Task material
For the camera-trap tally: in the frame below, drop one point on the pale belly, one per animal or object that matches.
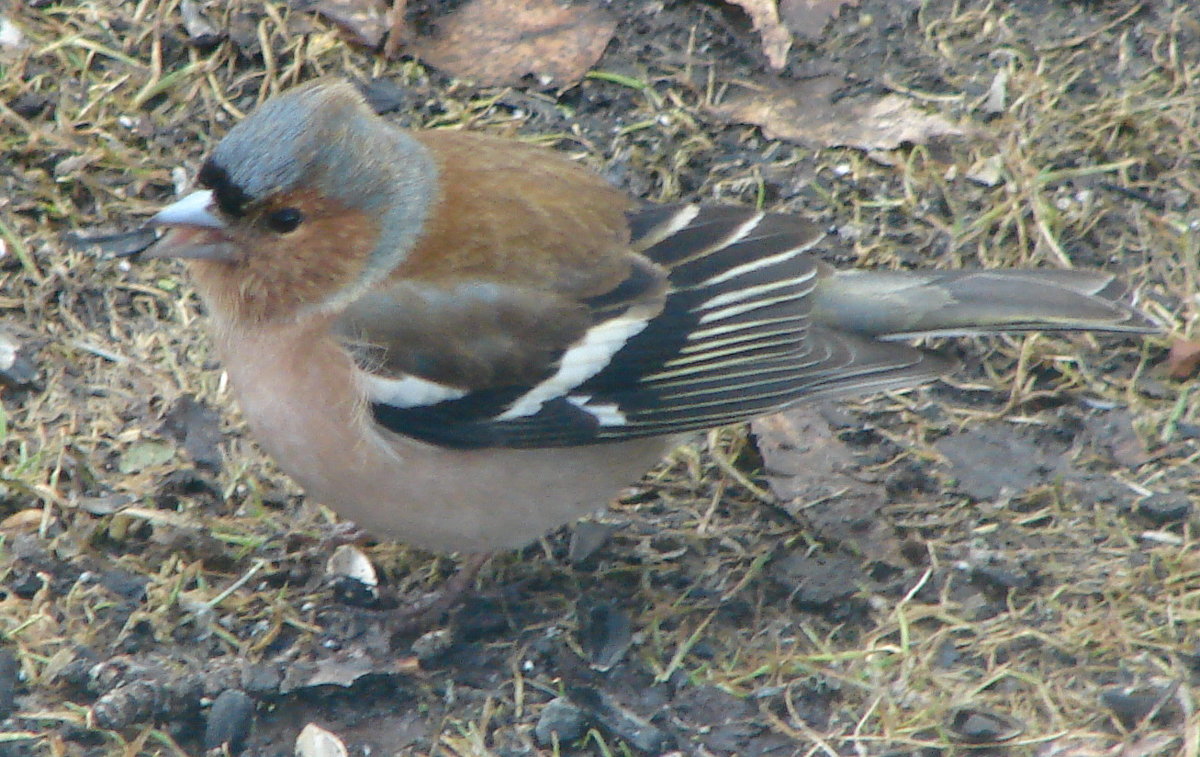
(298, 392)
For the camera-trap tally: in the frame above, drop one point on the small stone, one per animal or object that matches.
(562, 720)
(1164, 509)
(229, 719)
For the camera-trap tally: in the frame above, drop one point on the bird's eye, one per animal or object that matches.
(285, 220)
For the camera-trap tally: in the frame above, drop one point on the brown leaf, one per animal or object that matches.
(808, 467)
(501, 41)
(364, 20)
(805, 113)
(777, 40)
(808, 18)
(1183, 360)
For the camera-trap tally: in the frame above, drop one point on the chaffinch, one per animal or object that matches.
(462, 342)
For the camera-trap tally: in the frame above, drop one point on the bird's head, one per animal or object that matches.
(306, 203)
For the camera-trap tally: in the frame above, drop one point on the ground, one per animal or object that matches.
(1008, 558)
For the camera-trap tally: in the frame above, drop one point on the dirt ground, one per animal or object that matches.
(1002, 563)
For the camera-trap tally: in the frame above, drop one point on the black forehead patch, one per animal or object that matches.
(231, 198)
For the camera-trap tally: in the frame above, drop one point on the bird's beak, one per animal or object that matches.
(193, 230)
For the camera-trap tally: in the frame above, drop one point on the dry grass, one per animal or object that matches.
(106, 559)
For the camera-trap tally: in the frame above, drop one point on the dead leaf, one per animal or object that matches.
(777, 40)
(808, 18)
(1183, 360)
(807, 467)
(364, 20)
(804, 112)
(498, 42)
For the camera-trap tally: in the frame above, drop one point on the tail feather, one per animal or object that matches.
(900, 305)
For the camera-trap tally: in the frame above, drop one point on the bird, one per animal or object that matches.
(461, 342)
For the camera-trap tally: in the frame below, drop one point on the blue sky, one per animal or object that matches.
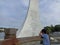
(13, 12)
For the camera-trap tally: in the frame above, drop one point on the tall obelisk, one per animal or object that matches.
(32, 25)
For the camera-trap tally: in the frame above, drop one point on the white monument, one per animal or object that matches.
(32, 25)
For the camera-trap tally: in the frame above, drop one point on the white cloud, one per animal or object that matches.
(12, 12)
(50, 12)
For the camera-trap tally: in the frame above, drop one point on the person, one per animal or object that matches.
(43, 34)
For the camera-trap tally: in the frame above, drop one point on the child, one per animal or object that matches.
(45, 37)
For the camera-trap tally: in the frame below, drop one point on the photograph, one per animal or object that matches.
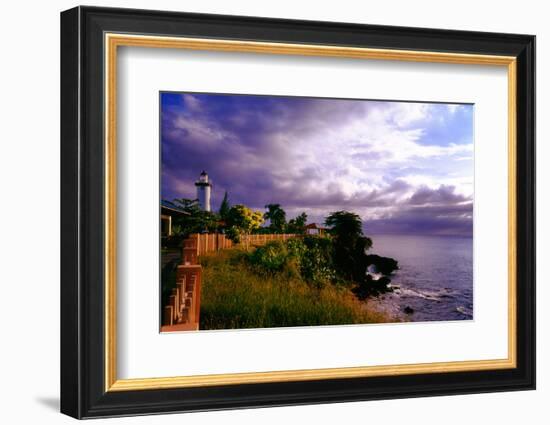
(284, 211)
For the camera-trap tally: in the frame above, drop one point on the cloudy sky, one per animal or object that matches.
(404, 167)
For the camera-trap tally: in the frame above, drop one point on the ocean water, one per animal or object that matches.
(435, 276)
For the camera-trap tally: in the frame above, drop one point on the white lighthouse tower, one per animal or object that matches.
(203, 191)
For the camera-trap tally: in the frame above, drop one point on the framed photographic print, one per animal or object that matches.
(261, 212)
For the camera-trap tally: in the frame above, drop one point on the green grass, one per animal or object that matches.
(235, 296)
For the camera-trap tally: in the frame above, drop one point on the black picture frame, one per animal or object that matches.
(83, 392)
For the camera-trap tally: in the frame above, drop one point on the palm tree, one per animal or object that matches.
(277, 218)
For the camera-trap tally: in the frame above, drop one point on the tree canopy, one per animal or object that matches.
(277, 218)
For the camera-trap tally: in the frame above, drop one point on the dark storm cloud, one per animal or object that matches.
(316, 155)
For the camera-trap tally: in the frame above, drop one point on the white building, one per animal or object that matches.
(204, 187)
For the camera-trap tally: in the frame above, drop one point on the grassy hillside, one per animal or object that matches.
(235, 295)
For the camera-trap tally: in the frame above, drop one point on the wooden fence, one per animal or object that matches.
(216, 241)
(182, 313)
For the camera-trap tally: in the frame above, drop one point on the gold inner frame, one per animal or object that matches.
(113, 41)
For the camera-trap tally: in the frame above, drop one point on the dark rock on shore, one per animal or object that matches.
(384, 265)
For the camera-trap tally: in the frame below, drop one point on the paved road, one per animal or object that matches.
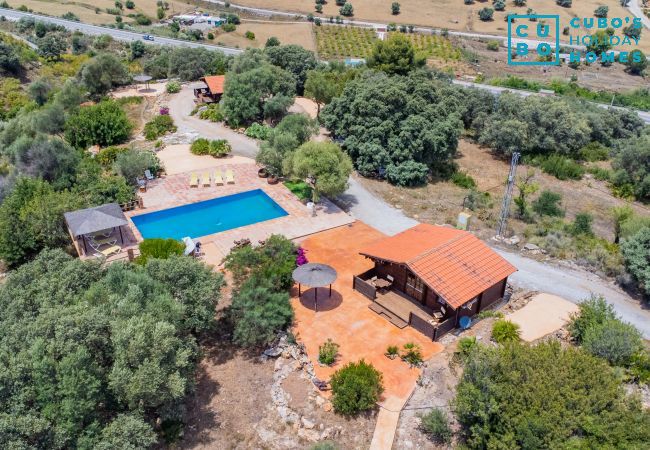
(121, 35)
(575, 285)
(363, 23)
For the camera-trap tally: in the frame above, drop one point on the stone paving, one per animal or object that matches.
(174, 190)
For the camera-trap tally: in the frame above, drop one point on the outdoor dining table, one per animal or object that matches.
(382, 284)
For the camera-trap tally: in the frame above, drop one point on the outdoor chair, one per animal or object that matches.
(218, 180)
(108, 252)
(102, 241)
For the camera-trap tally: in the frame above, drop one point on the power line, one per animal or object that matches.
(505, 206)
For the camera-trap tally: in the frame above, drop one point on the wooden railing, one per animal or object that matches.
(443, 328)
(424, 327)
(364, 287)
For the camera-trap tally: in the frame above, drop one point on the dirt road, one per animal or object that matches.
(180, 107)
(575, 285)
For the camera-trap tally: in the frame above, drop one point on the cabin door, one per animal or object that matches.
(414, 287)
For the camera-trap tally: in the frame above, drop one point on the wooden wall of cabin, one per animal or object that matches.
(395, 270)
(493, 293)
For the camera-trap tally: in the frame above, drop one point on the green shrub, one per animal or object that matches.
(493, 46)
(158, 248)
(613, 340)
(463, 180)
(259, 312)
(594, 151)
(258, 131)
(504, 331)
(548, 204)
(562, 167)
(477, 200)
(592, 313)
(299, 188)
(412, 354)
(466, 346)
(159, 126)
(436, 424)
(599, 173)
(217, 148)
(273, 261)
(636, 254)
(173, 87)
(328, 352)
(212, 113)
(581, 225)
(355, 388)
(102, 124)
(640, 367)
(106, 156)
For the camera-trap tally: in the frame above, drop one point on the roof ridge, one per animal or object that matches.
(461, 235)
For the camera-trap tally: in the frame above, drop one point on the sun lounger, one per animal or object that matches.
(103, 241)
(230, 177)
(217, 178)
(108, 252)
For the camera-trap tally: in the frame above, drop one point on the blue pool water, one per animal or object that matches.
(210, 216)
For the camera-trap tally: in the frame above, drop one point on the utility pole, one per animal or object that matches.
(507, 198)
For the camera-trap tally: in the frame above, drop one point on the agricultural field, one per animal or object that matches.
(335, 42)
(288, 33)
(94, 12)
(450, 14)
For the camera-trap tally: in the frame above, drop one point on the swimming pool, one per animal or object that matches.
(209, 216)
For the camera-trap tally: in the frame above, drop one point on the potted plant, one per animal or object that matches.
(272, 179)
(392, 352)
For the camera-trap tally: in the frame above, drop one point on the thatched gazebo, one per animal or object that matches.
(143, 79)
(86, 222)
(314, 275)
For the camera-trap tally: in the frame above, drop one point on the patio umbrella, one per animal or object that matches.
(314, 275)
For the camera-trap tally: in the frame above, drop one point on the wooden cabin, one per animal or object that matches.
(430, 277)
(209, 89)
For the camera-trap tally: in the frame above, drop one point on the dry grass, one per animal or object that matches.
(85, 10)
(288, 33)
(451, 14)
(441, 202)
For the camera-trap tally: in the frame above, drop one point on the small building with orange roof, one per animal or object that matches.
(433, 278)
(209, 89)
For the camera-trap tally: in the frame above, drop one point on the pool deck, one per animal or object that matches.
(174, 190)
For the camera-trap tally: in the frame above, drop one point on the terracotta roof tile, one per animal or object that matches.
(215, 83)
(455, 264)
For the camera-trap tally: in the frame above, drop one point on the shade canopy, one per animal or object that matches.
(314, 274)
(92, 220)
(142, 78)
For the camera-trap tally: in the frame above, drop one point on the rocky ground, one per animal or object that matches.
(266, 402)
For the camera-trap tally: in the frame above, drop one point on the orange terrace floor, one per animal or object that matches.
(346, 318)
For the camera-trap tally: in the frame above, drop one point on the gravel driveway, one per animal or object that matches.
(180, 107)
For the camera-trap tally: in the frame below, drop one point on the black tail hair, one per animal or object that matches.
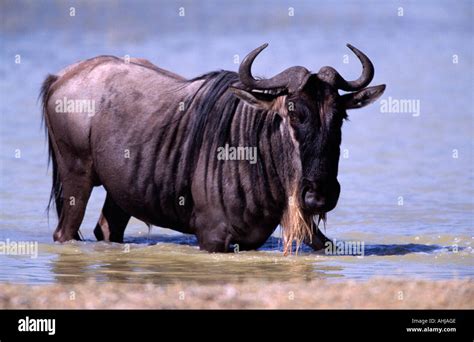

* * *

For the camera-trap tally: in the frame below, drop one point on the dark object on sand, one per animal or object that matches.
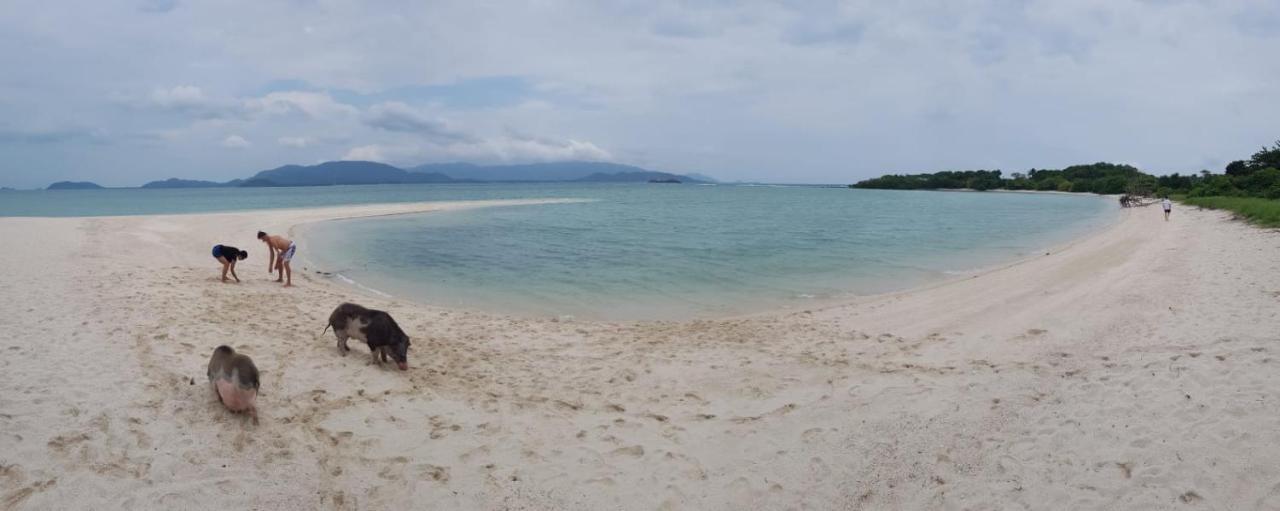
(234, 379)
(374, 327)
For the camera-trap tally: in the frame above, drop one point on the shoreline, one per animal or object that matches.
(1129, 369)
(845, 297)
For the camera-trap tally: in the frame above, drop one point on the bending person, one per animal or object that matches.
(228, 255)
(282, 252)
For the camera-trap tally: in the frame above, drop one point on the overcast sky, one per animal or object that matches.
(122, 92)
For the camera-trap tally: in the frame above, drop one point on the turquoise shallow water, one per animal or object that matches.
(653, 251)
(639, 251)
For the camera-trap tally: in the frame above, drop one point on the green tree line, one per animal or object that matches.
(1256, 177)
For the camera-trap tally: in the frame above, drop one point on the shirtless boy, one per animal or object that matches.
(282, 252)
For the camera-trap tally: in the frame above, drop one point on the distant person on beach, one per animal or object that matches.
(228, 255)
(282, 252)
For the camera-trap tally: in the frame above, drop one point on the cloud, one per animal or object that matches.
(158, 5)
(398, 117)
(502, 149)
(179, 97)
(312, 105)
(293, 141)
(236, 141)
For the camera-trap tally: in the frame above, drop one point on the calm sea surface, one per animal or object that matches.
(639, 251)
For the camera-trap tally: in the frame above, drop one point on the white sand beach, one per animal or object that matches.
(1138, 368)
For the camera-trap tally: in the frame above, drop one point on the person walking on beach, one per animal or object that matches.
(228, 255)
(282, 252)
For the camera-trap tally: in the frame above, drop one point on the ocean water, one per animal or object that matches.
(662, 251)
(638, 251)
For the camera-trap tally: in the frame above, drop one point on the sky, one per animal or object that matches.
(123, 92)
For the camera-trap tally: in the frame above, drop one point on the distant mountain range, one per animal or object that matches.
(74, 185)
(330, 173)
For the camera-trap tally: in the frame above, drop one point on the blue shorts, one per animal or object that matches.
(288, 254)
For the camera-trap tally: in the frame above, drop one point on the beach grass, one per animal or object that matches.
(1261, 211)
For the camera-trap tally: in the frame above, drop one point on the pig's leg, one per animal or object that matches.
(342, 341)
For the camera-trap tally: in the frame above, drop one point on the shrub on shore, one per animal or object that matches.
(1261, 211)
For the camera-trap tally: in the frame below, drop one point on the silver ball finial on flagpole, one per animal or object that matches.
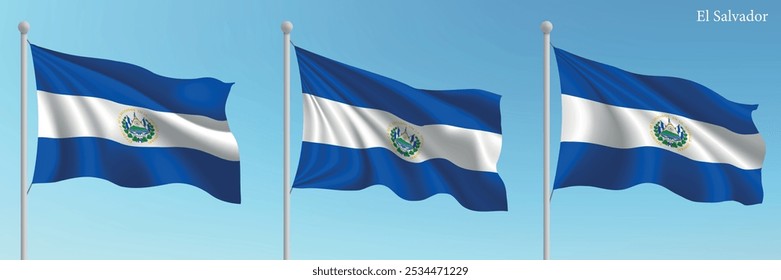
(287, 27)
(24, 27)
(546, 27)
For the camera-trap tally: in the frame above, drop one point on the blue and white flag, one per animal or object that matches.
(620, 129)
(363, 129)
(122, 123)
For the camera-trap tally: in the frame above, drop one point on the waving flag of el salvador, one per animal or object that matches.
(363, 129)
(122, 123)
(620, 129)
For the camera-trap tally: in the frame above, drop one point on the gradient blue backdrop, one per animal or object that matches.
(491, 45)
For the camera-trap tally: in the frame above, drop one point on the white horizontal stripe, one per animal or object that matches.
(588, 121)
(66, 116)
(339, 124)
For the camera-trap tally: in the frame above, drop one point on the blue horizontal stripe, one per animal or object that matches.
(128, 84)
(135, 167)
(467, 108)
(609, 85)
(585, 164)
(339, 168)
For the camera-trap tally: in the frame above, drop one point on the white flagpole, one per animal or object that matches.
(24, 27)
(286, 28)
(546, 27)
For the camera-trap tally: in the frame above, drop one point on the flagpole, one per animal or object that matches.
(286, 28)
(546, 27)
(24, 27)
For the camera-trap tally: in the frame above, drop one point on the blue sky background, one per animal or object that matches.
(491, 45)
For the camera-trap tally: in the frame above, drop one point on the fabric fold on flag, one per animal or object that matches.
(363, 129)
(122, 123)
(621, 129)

Stated problem
How many lines of the records above contain the string "sand"? Case counts. Give only the number.

Solution for this task
2